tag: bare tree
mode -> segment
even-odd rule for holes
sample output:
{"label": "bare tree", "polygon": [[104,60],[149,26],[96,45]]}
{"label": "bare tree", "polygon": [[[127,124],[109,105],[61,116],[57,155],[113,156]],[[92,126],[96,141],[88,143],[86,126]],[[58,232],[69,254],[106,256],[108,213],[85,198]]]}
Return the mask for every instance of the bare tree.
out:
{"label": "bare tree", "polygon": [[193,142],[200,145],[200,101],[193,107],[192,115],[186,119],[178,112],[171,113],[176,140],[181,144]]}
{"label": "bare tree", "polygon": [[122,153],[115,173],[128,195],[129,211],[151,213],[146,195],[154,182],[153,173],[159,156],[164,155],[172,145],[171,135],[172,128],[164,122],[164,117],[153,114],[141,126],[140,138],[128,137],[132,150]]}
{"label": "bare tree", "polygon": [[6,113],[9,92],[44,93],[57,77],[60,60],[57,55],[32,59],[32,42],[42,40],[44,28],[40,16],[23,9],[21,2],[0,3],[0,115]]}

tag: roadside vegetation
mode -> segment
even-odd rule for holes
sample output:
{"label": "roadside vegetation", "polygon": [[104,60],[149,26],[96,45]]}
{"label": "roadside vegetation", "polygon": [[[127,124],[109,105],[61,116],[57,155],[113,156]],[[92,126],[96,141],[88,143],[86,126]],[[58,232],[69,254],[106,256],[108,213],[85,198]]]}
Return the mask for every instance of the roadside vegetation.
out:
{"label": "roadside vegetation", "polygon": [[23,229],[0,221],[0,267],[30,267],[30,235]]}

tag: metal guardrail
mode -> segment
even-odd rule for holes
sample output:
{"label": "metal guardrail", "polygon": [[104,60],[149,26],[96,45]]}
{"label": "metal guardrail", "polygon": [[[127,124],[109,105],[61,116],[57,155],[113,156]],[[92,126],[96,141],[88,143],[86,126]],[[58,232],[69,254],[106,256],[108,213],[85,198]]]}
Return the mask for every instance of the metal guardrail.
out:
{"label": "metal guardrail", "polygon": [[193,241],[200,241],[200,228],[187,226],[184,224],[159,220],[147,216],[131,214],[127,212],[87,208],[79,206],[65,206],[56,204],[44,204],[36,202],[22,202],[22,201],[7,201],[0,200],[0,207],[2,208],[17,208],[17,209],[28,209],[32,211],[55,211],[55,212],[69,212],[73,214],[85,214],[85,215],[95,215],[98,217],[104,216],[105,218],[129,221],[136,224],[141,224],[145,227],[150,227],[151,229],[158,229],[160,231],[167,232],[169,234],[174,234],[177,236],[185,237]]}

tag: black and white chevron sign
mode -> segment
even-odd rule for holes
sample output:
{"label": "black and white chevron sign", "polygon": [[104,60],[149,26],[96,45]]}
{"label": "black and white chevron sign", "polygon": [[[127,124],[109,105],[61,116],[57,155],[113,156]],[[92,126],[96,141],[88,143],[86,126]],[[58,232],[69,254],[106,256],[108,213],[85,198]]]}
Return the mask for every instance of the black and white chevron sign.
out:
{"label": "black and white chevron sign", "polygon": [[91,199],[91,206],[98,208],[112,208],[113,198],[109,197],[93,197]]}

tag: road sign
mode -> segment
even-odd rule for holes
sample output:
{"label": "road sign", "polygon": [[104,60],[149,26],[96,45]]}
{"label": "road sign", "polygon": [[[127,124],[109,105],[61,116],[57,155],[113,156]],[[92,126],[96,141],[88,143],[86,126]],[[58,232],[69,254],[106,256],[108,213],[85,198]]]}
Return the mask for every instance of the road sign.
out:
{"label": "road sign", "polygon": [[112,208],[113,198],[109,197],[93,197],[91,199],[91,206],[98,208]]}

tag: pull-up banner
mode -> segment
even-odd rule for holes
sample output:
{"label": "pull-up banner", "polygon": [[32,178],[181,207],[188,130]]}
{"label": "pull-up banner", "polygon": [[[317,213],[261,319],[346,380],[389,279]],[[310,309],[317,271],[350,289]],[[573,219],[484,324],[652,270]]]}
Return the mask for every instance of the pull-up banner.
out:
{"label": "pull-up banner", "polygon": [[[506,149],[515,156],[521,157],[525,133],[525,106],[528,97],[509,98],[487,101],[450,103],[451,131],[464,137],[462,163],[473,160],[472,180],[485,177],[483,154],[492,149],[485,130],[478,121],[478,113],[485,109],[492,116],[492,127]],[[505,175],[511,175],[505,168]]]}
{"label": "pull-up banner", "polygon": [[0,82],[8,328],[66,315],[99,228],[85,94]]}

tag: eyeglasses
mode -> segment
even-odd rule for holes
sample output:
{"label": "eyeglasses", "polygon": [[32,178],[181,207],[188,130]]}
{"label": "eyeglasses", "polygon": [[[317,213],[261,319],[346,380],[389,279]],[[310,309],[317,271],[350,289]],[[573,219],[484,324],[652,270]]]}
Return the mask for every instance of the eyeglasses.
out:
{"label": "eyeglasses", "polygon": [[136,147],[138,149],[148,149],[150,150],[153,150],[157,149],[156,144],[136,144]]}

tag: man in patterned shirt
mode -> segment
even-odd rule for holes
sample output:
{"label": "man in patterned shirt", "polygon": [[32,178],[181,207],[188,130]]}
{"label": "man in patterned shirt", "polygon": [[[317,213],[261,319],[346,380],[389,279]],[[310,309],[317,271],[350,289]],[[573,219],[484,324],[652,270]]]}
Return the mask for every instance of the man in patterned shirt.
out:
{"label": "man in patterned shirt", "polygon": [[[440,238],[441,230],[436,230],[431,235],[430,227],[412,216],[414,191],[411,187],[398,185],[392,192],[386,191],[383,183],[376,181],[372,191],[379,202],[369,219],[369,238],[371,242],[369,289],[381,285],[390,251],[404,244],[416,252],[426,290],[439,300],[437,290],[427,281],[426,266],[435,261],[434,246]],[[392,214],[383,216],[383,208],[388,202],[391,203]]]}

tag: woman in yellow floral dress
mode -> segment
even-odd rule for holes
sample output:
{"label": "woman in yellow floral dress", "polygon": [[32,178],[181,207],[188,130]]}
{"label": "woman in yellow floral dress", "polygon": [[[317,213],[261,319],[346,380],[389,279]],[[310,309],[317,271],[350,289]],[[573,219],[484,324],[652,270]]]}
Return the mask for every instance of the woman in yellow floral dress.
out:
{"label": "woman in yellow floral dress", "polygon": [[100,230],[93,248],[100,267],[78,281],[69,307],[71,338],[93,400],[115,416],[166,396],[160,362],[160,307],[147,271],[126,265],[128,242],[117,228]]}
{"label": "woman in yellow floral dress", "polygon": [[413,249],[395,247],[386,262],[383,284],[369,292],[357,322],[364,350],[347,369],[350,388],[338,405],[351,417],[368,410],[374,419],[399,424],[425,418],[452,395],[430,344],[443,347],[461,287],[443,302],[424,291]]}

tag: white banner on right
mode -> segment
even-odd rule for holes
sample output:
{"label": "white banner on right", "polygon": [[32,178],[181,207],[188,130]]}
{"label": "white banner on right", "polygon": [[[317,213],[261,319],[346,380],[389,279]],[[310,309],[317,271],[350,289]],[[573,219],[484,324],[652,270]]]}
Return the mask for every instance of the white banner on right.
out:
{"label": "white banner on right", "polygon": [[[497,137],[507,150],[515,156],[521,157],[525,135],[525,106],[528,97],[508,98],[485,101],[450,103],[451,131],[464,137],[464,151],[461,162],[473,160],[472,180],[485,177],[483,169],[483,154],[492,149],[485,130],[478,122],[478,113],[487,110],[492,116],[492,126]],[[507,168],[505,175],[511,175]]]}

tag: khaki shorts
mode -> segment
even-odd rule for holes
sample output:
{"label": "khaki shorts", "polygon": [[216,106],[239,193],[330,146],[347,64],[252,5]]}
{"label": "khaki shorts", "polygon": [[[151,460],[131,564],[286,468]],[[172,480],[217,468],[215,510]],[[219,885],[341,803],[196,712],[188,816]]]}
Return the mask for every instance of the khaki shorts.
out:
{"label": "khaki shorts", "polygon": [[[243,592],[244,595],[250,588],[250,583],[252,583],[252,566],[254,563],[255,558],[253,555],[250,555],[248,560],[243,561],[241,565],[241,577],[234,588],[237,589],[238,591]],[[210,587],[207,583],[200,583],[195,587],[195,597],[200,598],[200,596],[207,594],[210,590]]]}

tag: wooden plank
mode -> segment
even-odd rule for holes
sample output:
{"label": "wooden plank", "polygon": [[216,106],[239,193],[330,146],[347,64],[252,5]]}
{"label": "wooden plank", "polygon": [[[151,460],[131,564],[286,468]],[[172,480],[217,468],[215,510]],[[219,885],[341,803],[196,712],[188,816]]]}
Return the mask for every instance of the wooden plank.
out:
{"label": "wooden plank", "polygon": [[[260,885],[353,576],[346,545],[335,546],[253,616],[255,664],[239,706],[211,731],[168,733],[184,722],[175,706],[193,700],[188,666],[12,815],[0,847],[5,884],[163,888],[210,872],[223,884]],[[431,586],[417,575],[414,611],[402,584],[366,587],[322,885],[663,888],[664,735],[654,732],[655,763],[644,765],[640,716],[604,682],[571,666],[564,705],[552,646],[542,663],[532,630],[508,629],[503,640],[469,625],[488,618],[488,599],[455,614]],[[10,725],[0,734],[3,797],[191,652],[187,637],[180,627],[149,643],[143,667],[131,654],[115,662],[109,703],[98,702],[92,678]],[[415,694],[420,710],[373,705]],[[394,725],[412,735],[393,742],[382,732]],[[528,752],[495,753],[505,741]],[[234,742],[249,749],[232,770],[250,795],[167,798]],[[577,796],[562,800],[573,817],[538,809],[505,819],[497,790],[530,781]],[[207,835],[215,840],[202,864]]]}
--- --- ---
Please pick out each line of the data above that contains the word "every" and copy those lines.

Return the mask for every instance of the bare tree.
Return the mask for every instance of the roadside vegetation.
Return the mask for every instance of the metal guardrail.
Return the mask for every instance of the black and white chevron sign.
Return the mask for every instance of the road sign.
Return the mask for every instance of the pull-up banner.
Return the mask for every instance of the eyeglasses.
Return the mask for every instance of the man in patterned shirt.
Return the mask for every instance of the woman in yellow floral dress.
Return the mask for every instance of the white banner on right.
Return the mask for every instance of the khaki shorts.
Return the mask for every instance of the wooden plank.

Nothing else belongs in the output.